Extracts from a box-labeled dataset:
· · ·
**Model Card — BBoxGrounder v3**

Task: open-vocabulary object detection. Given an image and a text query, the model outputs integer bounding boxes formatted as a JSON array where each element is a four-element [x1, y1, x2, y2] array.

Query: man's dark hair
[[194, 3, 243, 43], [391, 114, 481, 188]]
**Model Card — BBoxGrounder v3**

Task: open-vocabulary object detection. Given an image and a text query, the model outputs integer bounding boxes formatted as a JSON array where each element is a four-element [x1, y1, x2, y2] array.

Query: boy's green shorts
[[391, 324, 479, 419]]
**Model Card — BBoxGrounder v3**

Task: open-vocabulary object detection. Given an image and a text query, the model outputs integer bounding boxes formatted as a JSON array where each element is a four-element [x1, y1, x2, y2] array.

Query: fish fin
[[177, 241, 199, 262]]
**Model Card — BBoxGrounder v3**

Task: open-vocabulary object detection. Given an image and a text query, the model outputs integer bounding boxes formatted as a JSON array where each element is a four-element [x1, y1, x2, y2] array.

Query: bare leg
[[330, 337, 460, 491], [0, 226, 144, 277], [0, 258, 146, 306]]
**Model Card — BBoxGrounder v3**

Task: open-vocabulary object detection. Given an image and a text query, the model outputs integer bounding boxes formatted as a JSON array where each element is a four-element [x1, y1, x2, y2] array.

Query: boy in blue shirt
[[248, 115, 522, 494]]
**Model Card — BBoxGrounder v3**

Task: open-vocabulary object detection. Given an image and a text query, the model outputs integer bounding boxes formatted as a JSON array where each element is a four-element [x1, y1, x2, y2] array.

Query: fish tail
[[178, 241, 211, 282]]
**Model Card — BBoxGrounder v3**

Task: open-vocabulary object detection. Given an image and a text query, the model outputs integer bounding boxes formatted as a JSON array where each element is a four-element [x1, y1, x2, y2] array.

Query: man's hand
· · ·
YOUR TASK —
Put every line of the entries above into a numbered list, omitting the blank lines.

COMPLETED EXERCISE —
1. **Model Card — BBoxGrounder v3**
2. Task: open-vocabulary object detection. Given an image and a text query, the model outputs integer bounding boxes formatted as a JSON array where each element is a four-element [x1, y1, x2, y2] array.
3. Query: man's dark hair
4. [[194, 3, 243, 43], [391, 114, 481, 188]]
5. **Model Card — BBoxGrounder v3**
6. Task: open-vocabulary object detection. Given an image and a text query, the model outputs integer bounding boxes formatted as a JSON array where each element is a four-element [x1, y1, x2, y2] array.
7. Query: boy's green shorts
8. [[391, 324, 479, 419]]
9. **Model Card — BBoxGrounder v3**
10. Task: open-vocabulary object detection. Given an image and a text query, the model outputs integer bounding boxes formatted as a JSON array where each element is a four-element [x1, y1, x2, y2] array.
11. Query: fish fin
12. [[177, 241, 199, 262]]
13. **Model Card — BBoxGrounder v3**
14. Task: open-vocabulary object detection. Given an image and a text query, the model outputs integer bounding boxes formatted as a JSON array where each element is a four-element [x1, y1, x2, y2] array.
15. Query: bare leg
16. [[330, 337, 460, 491], [0, 226, 144, 277], [0, 258, 146, 306]]
17. **Model Card — BBoxGrounder v3**
18. Task: open-vocabulary object detection. Given an image and a text query, the model outputs integer bounding boxes formatted as a JSON array where each element is a four-element [x1, y1, x2, y2] array.
19. Query: boy in blue shirt
20. [[248, 115, 522, 494]]
21. **Model Card — BBoxGrounder v3**
22. Task: open-vocabulary object detection. Given an image and a text query, the model outputs integer bounding boxes formatted as a JSON array where each element is a four-element [x1, y1, x2, y2] array.
23. Query: fish tail
24. [[178, 241, 211, 282]]
25. **Model Card — BBoxGrounder v3**
26. Task: open-vocabulary object detection. Given an image and a text query, the model outputs integer bounding boxes formatted as a JSON array where each element is a four-element [x1, y1, x2, y2] array.
27. Query: man's hand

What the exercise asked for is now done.